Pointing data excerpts
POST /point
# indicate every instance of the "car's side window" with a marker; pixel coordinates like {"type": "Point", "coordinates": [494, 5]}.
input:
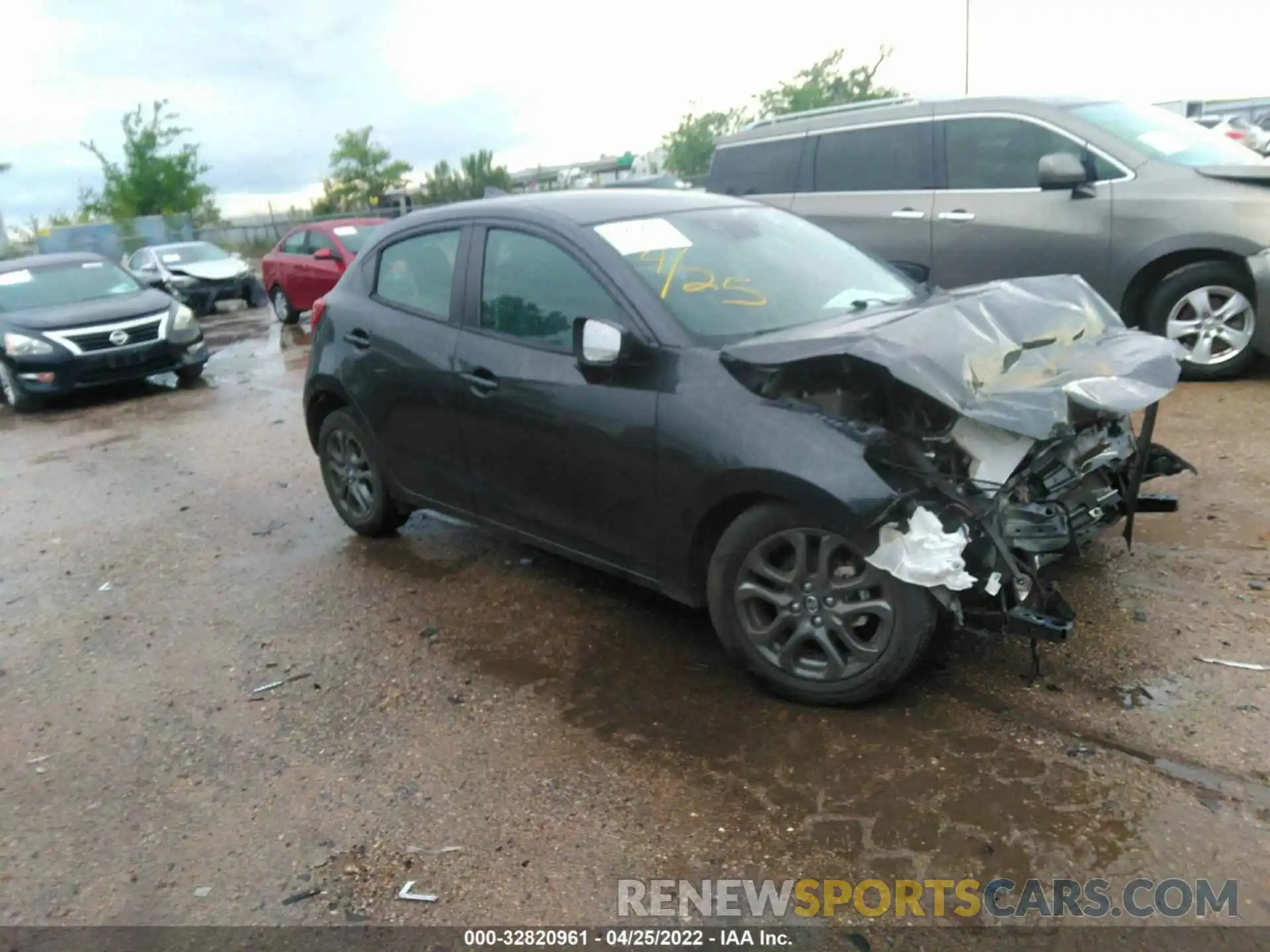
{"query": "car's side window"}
{"type": "Point", "coordinates": [318, 239]}
{"type": "Point", "coordinates": [997, 151]}
{"type": "Point", "coordinates": [534, 290]}
{"type": "Point", "coordinates": [419, 273]}
{"type": "Point", "coordinates": [898, 158]}
{"type": "Point", "coordinates": [756, 168]}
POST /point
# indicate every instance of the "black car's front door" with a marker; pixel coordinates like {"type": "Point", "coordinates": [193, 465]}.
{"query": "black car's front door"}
{"type": "Point", "coordinates": [403, 343]}
{"type": "Point", "coordinates": [563, 454]}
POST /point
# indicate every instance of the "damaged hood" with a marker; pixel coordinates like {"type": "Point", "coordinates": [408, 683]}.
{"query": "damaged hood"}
{"type": "Point", "coordinates": [1017, 354]}
{"type": "Point", "coordinates": [219, 270]}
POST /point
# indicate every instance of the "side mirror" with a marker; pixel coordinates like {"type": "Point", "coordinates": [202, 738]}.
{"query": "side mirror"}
{"type": "Point", "coordinates": [597, 343]}
{"type": "Point", "coordinates": [1061, 171]}
{"type": "Point", "coordinates": [916, 273]}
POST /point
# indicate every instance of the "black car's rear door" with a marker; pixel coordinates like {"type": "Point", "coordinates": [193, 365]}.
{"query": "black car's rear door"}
{"type": "Point", "coordinates": [563, 454]}
{"type": "Point", "coordinates": [399, 361]}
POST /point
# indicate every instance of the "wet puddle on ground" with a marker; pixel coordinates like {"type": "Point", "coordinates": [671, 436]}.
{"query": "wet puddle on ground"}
{"type": "Point", "coordinates": [921, 783]}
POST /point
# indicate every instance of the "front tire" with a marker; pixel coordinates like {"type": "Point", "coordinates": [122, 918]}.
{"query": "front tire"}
{"type": "Point", "coordinates": [1208, 309]}
{"type": "Point", "coordinates": [15, 395]}
{"type": "Point", "coordinates": [795, 604]}
{"type": "Point", "coordinates": [190, 374]}
{"type": "Point", "coordinates": [282, 309]}
{"type": "Point", "coordinates": [353, 477]}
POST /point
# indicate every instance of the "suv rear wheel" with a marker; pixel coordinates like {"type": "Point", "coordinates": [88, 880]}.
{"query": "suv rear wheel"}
{"type": "Point", "coordinates": [1206, 307]}
{"type": "Point", "coordinates": [798, 606]}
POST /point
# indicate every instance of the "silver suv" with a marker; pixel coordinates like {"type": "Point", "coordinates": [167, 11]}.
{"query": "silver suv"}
{"type": "Point", "coordinates": [1167, 221]}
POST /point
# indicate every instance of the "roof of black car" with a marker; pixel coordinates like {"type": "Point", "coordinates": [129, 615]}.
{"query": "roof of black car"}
{"type": "Point", "coordinates": [587, 206]}
{"type": "Point", "coordinates": [17, 264]}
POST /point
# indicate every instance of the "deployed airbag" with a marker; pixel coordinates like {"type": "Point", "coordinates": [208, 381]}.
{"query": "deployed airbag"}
{"type": "Point", "coordinates": [925, 555]}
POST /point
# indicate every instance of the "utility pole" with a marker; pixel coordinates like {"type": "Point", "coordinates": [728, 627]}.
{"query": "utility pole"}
{"type": "Point", "coordinates": [967, 48]}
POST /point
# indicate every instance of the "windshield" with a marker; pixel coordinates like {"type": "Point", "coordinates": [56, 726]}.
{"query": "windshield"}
{"type": "Point", "coordinates": [736, 272]}
{"type": "Point", "coordinates": [355, 237]}
{"type": "Point", "coordinates": [190, 254]}
{"type": "Point", "coordinates": [1167, 136]}
{"type": "Point", "coordinates": [54, 286]}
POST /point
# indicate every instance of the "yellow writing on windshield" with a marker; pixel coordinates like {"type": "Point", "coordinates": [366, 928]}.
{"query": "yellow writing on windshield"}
{"type": "Point", "coordinates": [737, 290]}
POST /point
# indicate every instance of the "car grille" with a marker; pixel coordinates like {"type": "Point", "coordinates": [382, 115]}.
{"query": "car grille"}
{"type": "Point", "coordinates": [91, 340]}
{"type": "Point", "coordinates": [127, 365]}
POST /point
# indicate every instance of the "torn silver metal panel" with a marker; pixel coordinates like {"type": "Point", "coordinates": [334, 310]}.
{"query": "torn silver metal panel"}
{"type": "Point", "coordinates": [995, 454]}
{"type": "Point", "coordinates": [1035, 356]}
{"type": "Point", "coordinates": [925, 554]}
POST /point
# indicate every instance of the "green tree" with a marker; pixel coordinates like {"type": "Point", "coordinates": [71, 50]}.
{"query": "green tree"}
{"type": "Point", "coordinates": [157, 177]}
{"type": "Point", "coordinates": [360, 171]}
{"type": "Point", "coordinates": [824, 84]}
{"type": "Point", "coordinates": [443, 184]}
{"type": "Point", "coordinates": [690, 146]}
{"type": "Point", "coordinates": [480, 173]}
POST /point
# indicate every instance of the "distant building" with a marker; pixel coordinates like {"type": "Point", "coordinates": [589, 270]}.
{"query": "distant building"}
{"type": "Point", "coordinates": [593, 173]}
{"type": "Point", "coordinates": [1250, 110]}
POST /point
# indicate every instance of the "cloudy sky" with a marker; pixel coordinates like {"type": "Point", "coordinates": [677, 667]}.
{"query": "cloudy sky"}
{"type": "Point", "coordinates": [266, 87]}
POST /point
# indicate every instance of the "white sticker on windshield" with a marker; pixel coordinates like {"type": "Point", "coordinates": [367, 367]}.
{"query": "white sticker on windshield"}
{"type": "Point", "coordinates": [633, 238]}
{"type": "Point", "coordinates": [1164, 141]}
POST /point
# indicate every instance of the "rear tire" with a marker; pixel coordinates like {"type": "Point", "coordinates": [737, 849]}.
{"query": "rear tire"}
{"type": "Point", "coordinates": [353, 477]}
{"type": "Point", "coordinates": [1171, 309]}
{"type": "Point", "coordinates": [15, 395]}
{"type": "Point", "coordinates": [281, 303]}
{"type": "Point", "coordinates": [847, 634]}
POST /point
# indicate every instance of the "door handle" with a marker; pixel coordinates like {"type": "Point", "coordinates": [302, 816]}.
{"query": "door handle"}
{"type": "Point", "coordinates": [359, 338]}
{"type": "Point", "coordinates": [482, 381]}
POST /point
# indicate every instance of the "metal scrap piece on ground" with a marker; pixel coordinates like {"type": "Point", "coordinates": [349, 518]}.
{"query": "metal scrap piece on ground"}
{"type": "Point", "coordinates": [302, 896]}
{"type": "Point", "coordinates": [273, 684]}
{"type": "Point", "coordinates": [1246, 666]}
{"type": "Point", "coordinates": [417, 896]}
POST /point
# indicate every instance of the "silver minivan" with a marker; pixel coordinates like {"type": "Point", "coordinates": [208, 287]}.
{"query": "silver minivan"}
{"type": "Point", "coordinates": [1169, 221]}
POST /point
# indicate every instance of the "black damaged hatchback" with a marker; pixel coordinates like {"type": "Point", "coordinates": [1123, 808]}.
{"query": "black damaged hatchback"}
{"type": "Point", "coordinates": [726, 403]}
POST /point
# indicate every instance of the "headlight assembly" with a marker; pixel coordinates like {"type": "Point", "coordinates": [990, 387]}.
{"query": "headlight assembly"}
{"type": "Point", "coordinates": [22, 346]}
{"type": "Point", "coordinates": [185, 327]}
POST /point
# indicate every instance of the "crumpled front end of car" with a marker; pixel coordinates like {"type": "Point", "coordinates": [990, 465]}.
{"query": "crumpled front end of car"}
{"type": "Point", "coordinates": [1002, 416]}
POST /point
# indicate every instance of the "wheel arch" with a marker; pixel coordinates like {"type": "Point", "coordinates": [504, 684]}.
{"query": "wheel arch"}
{"type": "Point", "coordinates": [727, 498]}
{"type": "Point", "coordinates": [325, 397]}
{"type": "Point", "coordinates": [1159, 268]}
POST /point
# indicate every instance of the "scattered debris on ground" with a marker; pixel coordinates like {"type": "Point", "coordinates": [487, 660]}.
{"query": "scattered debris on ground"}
{"type": "Point", "coordinates": [275, 684]}
{"type": "Point", "coordinates": [417, 896]}
{"type": "Point", "coordinates": [1245, 666]}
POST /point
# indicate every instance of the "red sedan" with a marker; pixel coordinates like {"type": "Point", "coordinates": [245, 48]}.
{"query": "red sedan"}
{"type": "Point", "coordinates": [309, 260]}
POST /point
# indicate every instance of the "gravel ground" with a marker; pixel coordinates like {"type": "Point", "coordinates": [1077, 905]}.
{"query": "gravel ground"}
{"type": "Point", "coordinates": [516, 733]}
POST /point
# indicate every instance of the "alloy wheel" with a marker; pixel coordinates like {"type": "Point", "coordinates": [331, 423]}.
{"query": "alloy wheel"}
{"type": "Point", "coordinates": [812, 607]}
{"type": "Point", "coordinates": [1213, 323]}
{"type": "Point", "coordinates": [349, 471]}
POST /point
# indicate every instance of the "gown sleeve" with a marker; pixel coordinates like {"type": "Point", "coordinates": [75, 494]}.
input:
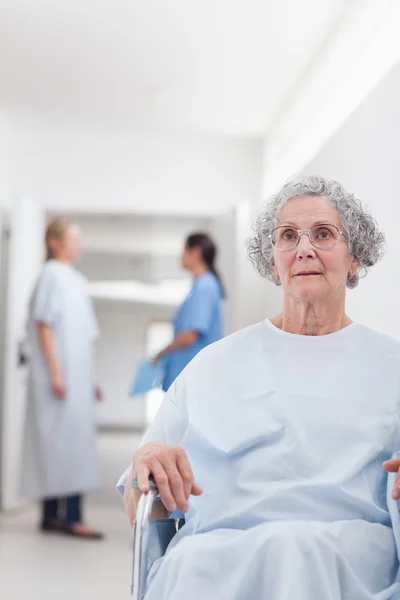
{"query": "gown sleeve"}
{"type": "Point", "coordinates": [46, 306]}
{"type": "Point", "coordinates": [168, 427]}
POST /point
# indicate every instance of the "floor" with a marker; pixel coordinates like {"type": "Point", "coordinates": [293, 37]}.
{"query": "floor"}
{"type": "Point", "coordinates": [37, 566]}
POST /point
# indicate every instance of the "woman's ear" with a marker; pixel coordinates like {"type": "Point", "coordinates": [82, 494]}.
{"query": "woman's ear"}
{"type": "Point", "coordinates": [354, 266]}
{"type": "Point", "coordinates": [275, 271]}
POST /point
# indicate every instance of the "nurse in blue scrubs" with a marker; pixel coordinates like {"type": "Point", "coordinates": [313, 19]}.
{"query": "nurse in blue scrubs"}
{"type": "Point", "coordinates": [198, 321]}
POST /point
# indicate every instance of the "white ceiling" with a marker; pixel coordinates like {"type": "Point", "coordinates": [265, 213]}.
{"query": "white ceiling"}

- Given exercise:
Tally the lines in the rows above that contain the string "sleeve", counting only matches with the same case. Give the number alone.

- Expected answer:
2